Natural language region descriptions:
--- START ---

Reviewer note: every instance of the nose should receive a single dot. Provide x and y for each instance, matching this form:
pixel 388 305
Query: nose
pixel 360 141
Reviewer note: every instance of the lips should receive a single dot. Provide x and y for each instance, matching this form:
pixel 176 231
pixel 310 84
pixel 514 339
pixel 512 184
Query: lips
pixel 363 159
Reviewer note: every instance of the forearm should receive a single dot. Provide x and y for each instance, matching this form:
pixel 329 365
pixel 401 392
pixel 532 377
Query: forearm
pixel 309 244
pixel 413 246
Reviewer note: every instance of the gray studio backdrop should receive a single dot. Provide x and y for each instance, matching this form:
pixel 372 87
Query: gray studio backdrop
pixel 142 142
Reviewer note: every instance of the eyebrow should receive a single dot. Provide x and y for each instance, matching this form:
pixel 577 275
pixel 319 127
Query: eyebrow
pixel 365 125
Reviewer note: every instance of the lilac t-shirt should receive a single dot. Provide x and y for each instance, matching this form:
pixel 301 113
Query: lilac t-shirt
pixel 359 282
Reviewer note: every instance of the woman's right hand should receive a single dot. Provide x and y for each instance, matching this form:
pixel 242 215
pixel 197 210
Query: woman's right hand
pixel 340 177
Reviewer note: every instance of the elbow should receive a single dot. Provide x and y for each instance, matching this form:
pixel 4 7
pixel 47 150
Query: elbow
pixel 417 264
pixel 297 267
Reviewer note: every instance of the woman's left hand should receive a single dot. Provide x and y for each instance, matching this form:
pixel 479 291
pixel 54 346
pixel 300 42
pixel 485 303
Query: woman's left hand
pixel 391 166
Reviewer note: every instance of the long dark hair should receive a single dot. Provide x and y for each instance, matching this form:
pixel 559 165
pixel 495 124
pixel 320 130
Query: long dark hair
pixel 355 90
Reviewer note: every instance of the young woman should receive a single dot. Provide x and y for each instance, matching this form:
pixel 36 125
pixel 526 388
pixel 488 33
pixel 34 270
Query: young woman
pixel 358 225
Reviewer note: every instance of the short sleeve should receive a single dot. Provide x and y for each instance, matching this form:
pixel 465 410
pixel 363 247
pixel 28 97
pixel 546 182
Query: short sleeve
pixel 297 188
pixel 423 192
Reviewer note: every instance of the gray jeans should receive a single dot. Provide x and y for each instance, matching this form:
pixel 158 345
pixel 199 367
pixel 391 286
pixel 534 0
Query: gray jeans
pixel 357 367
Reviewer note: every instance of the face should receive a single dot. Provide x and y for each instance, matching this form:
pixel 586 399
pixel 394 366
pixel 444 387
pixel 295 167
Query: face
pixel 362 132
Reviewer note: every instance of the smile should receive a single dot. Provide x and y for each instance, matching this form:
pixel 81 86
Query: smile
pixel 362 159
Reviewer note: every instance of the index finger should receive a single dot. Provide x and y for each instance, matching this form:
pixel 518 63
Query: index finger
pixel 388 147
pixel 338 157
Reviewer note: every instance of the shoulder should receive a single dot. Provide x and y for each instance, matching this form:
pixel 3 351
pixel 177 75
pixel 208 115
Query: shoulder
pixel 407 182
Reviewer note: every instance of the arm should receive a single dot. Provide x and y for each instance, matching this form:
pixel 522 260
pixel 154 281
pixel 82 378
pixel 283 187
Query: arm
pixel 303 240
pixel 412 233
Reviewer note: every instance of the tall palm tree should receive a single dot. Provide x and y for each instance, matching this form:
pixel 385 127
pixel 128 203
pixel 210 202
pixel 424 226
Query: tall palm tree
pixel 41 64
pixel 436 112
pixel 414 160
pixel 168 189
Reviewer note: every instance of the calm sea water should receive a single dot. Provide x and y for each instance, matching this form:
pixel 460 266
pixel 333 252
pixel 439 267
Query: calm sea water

--- END ---

Exercise prompt: Set every record down again, exactly as given.

Result of this exercise:
Reviewer note: every instance of the nose should receive a single dot. Provide x and y for each instance, matching this form:
pixel 388 305
Query: nose
pixel 360 141
Reviewer note: every instance of the lips should receive a single dot. Provide x and y for each instance, matching this form:
pixel 176 231
pixel 310 84
pixel 514 339
pixel 512 184
Query: lips
pixel 363 159
Reviewer note: every instance of the forearm should receive a single dot. Provide x and y for each instance, matching this form:
pixel 329 365
pixel 401 392
pixel 532 377
Query: forearm
pixel 309 244
pixel 413 246
Reviewer note: every instance of the gray studio backdrop should receive a single dot. Provide x and y for each instance, matching this form:
pixel 372 87
Query: gray studio backdrop
pixel 142 142
Reviewer note: every instance of the eyebrow should receive a single dot. Provide x and y for each instance, matching this form:
pixel 577 275
pixel 319 127
Query: eyebrow
pixel 365 125
Reviewer note: every instance of the lilac t-shirt should receive a single dot. Provide x and y for each instance, matching this form:
pixel 301 113
Query: lilac t-shirt
pixel 359 282
Reviewer note: every instance of the woman's right hand should receive a single dot. Provide x and y for each instance, matching this form:
pixel 242 215
pixel 197 210
Query: woman's right hand
pixel 340 177
Reviewer note: every instance of the elbow should receive a single dot. Provide x and y for each instance, matching this form:
pixel 4 7
pixel 47 150
Query: elbow
pixel 417 264
pixel 297 267
Reviewer note: every instance of the woman's left hand should receive a single dot. Provide x and y for each instance, matching this form:
pixel 479 291
pixel 54 346
pixel 300 42
pixel 485 303
Query: woman's left hand
pixel 391 166
Reviewer note: every instance of the long dark hair should receive a single dot. Provide x and y for each instance, matching this form:
pixel 559 165
pixel 495 124
pixel 320 130
Query: long dark hair
pixel 355 90
Reviewer note: every instance of the young woman should receive a single dot. Provide x and y for each instance, matching this form:
pixel 36 125
pixel 526 388
pixel 488 33
pixel 34 270
Query: young woman
pixel 358 225
Reviewer note: every instance of the short sleeve should receive a single dot. Provide x and y for each instance, matching this form:
pixel 465 410
pixel 363 247
pixel 28 97
pixel 546 182
Query: short sleeve
pixel 297 188
pixel 423 192
Reviewer note: every instance of the gray jeans should receive a single dot. Provide x and y for each instance, matching this form:
pixel 158 345
pixel 199 367
pixel 391 286
pixel 534 0
Query: gray jeans
pixel 357 367
Reviewer note: every instance of the face should receive a single dot. Provide x and y for each instance, matching this form:
pixel 586 399
pixel 394 366
pixel 444 387
pixel 295 167
Query: face
pixel 362 132
Reviewer note: every instance of the smile should receive a single dot. Provide x and y for each instance, matching this form:
pixel 81 86
Query: smile
pixel 362 159
Reviewer note: every instance of the index finger should receive a single dot. Provide x and y for each instance, matching this form:
pixel 518 63
Query: index finger
pixel 388 147
pixel 338 157
Reviewer note: every instance of the shoulder should receive a single dot. Provide x and y for each instance, matching this form:
pixel 3 351
pixel 177 75
pixel 208 115
Query: shoulder
pixel 407 182
Reviewer note: every instance of the arm should receive a single dot. Provide x and y for each instance, matching this form:
pixel 522 260
pixel 154 281
pixel 82 378
pixel 283 187
Query: arm
pixel 303 240
pixel 412 233
Reviewer note: every instance of the tall palm tree should receive a single dot. Provide x and y for each instance, matching this form:
pixel 385 127
pixel 128 203
pixel 210 202
pixel 424 226
Query: tall palm tree
pixel 41 64
pixel 436 112
pixel 414 160
pixel 168 189
Reviewer note: every instance of the calm sea water should receive a single dot. Provide x and y for each instance, matching this form:
pixel 460 266
pixel 333 252
pixel 439 267
Query: calm sea water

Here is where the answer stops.